### Source text
━━━━━━━━━━

Berta Caceres, killed in 2016, won the 2015 Goldman Prize for leading a campaign against the Energy Developments S.A. (DESA) company’s construction of the Agua Zarca dam on the Gualcarque River. 

On Thursday, The Honduran Parliament conferred the National Heroine title to the Indigenous Lenca environmentalist Berta Caceres, who was murdered in March 2016 for defending the rights of her community over the Gualcarque river.

"Our decision seeks to recognize and preserve the legacy of Caceres for Honduras," legislators stated and urged the national educational system to include the life of this environmentalist in its programmatical contents.

The Honduran Parliament also approved the creation of the Berta Caceres prize to recognize the citizen environmental struggle and the inclusion of this leader's image with the message "Wake up humanity, there is no more time" in the 200 lempiras (US$8.19) bill.

In 1993, Caceres co-funded the Honduran Popular and Indigenous Organizations Civic Council (COPINH) with her ex-husband Salvador Zuñiga to fight for the rights of the Lenca community.

━━━━━━━━━━

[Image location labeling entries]
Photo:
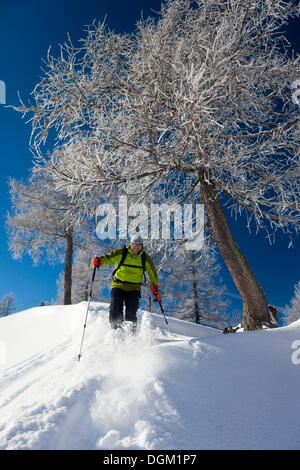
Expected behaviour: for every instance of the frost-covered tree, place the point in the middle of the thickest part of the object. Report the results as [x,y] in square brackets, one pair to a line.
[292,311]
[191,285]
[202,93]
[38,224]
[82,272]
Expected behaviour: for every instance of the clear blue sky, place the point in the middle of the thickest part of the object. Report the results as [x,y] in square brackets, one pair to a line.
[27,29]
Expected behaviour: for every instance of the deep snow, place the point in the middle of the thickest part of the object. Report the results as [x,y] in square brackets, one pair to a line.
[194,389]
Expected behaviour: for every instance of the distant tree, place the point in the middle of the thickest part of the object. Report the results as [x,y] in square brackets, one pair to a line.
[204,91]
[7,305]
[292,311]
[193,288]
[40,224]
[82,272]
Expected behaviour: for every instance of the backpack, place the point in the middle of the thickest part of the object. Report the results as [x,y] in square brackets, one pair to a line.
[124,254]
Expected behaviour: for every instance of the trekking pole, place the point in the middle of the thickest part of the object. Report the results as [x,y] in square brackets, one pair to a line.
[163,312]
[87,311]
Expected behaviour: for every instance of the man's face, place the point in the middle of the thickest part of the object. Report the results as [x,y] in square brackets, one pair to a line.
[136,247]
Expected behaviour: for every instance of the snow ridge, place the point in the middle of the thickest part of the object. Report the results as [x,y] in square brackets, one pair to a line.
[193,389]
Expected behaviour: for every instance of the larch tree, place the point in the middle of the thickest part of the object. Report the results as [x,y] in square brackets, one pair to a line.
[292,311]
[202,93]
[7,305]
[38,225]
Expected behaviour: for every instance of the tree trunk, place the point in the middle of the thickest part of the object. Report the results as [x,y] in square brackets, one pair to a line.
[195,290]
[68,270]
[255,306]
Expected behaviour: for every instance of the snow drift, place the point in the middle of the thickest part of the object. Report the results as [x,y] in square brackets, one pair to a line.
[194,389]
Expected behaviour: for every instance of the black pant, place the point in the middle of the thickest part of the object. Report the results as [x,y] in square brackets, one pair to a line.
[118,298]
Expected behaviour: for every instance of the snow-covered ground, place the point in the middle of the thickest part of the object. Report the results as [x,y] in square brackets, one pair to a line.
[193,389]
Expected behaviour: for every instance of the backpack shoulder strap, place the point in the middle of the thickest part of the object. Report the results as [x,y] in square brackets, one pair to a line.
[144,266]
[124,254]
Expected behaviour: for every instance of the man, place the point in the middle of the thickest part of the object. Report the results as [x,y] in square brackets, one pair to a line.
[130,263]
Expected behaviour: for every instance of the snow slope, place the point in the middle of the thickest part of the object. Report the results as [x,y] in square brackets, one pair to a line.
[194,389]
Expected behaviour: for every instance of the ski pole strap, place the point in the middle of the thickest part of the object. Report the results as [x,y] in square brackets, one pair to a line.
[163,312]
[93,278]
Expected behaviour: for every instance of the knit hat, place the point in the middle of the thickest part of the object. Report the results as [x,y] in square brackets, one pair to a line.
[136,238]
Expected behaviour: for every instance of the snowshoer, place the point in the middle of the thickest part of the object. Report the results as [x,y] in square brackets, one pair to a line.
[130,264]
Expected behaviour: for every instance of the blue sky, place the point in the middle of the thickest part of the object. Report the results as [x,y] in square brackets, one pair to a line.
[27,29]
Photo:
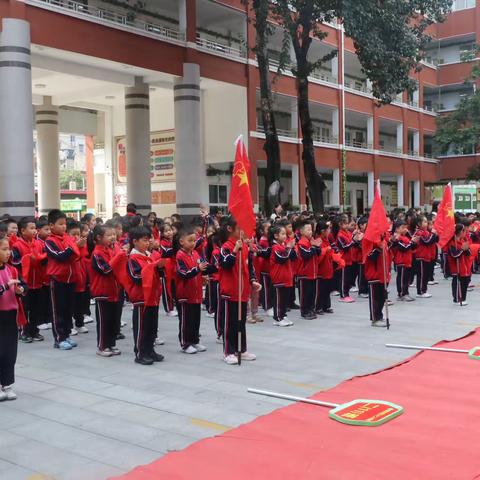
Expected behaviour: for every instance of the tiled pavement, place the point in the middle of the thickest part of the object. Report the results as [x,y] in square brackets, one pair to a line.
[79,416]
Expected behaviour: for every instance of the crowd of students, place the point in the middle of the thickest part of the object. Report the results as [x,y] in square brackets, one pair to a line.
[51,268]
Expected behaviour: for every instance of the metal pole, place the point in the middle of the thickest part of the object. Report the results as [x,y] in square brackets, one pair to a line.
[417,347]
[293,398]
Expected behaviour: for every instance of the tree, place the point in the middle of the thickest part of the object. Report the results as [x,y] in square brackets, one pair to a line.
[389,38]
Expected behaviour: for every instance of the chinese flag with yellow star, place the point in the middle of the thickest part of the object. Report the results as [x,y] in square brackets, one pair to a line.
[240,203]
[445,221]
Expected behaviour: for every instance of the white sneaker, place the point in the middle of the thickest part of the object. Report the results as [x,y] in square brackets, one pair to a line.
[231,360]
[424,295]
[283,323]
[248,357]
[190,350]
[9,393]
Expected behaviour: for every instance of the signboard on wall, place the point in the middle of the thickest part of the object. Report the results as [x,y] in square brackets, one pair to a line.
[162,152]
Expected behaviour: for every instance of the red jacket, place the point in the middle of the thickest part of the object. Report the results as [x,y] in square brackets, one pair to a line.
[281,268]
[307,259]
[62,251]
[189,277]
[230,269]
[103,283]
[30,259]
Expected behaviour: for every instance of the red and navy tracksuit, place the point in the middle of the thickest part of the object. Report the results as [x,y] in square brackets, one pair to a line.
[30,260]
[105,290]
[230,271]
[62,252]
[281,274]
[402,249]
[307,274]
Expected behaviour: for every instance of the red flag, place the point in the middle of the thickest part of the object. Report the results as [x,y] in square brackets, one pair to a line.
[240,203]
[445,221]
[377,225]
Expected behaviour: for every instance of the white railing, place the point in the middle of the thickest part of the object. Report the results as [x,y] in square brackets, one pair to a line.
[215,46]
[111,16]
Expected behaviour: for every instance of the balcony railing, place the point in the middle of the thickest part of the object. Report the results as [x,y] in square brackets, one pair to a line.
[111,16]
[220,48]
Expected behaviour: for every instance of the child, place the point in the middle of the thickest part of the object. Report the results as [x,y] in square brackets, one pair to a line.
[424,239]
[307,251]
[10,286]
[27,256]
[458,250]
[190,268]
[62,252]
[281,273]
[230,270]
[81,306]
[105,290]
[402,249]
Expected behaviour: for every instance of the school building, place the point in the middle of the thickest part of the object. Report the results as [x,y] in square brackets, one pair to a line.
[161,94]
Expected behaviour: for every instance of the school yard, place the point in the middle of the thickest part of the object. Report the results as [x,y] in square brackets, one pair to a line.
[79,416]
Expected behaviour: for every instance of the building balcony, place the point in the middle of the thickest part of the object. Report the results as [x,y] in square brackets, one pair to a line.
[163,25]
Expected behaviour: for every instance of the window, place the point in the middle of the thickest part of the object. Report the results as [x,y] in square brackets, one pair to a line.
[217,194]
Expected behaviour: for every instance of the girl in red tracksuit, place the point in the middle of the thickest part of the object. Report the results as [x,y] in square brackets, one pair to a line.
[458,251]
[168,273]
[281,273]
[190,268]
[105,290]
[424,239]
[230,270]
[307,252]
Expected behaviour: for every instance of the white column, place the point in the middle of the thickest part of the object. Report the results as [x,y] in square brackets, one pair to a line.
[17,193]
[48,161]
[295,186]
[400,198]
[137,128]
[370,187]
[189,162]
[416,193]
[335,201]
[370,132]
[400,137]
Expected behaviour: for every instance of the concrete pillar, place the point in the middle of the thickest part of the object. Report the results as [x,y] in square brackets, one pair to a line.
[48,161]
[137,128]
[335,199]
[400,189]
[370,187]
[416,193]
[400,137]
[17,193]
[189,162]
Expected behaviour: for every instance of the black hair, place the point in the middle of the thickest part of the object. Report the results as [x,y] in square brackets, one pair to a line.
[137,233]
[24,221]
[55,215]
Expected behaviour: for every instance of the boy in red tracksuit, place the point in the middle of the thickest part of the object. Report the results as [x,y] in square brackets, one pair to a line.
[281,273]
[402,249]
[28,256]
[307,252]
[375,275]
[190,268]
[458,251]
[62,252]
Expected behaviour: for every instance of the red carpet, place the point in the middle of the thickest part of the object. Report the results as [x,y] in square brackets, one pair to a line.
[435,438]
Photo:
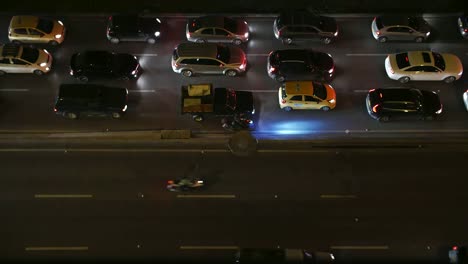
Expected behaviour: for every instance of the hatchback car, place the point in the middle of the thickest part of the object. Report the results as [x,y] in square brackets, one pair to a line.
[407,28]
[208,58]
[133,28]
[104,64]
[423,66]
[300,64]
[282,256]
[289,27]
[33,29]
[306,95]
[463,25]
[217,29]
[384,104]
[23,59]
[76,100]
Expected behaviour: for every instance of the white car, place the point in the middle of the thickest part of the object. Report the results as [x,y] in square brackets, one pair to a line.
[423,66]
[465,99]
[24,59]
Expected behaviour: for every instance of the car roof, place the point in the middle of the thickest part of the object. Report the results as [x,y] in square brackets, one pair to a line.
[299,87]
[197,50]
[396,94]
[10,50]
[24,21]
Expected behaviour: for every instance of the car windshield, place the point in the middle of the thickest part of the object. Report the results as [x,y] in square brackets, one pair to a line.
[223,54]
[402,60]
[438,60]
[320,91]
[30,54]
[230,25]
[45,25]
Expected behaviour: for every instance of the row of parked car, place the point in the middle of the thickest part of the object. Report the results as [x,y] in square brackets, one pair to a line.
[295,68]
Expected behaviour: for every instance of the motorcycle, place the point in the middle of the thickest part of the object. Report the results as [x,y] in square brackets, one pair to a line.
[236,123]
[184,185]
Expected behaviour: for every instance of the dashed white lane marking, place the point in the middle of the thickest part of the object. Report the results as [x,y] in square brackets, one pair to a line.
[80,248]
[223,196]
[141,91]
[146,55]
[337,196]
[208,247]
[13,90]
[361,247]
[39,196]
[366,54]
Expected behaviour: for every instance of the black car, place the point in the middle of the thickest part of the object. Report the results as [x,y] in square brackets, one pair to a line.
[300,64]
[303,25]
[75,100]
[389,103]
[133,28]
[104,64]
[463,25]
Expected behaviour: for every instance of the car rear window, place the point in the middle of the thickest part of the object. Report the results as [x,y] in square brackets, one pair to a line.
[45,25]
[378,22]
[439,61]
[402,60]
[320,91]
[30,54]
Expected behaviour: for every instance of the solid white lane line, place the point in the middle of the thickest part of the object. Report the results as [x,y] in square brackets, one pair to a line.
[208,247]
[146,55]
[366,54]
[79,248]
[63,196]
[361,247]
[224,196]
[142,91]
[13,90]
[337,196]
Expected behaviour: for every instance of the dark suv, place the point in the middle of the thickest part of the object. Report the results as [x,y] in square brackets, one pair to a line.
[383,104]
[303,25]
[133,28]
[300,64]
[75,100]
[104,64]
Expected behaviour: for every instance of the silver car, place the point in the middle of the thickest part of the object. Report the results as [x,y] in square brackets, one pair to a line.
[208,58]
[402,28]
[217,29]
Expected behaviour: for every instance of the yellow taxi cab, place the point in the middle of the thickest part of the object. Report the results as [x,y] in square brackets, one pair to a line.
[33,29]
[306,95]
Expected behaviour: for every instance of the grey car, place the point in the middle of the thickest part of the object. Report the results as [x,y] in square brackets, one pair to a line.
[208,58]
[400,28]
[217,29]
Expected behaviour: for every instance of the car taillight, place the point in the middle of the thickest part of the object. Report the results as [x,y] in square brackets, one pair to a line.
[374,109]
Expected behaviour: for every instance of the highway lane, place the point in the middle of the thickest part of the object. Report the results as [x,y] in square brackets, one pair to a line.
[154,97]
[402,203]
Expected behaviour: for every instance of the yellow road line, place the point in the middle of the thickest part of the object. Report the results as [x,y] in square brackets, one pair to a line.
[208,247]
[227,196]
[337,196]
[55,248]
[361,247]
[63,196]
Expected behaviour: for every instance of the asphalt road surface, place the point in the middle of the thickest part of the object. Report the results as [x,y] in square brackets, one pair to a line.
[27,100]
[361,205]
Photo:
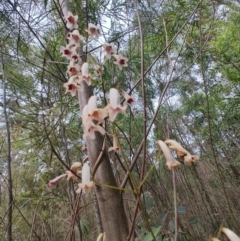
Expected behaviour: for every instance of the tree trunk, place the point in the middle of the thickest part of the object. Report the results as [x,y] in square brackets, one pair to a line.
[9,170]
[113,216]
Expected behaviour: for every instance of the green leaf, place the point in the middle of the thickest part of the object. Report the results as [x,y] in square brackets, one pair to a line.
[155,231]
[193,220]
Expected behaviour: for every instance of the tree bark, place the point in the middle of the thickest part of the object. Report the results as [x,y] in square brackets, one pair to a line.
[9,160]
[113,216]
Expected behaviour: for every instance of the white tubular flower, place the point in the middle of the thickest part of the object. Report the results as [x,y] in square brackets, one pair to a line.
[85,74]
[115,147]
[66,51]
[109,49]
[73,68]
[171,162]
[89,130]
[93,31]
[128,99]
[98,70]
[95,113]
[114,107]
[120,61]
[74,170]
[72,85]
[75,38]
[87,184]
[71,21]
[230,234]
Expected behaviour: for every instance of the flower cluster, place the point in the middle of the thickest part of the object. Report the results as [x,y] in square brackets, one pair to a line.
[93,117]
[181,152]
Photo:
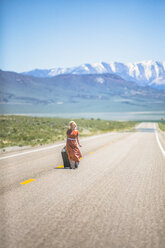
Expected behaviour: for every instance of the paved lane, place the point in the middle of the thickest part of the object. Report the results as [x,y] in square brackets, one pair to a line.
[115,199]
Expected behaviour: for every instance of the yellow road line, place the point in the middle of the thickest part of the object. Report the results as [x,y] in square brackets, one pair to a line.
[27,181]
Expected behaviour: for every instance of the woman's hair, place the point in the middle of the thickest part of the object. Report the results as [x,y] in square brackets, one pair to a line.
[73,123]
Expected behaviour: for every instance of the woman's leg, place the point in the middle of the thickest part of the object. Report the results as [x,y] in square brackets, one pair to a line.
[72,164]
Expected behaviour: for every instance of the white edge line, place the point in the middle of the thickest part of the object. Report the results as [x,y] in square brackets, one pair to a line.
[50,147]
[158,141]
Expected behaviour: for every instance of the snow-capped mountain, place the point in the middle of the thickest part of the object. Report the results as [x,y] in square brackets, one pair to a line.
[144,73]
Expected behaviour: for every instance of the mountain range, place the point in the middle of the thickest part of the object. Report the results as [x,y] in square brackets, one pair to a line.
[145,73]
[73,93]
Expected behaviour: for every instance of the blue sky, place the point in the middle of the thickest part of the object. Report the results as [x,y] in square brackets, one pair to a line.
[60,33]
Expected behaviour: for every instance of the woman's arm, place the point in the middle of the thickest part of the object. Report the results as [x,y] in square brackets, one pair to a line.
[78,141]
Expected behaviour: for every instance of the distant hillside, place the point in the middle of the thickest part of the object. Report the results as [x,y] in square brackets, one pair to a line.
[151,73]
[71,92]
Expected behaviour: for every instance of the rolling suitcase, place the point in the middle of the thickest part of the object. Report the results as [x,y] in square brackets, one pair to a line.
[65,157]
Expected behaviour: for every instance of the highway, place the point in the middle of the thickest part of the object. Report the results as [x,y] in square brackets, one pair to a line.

━━━━━━━━━━

List every year mentioned in the text about Berta Caceres. These entries are separate material and have no connection to the text about Berta Caceres.

### Final answer
2016, 2015, 1993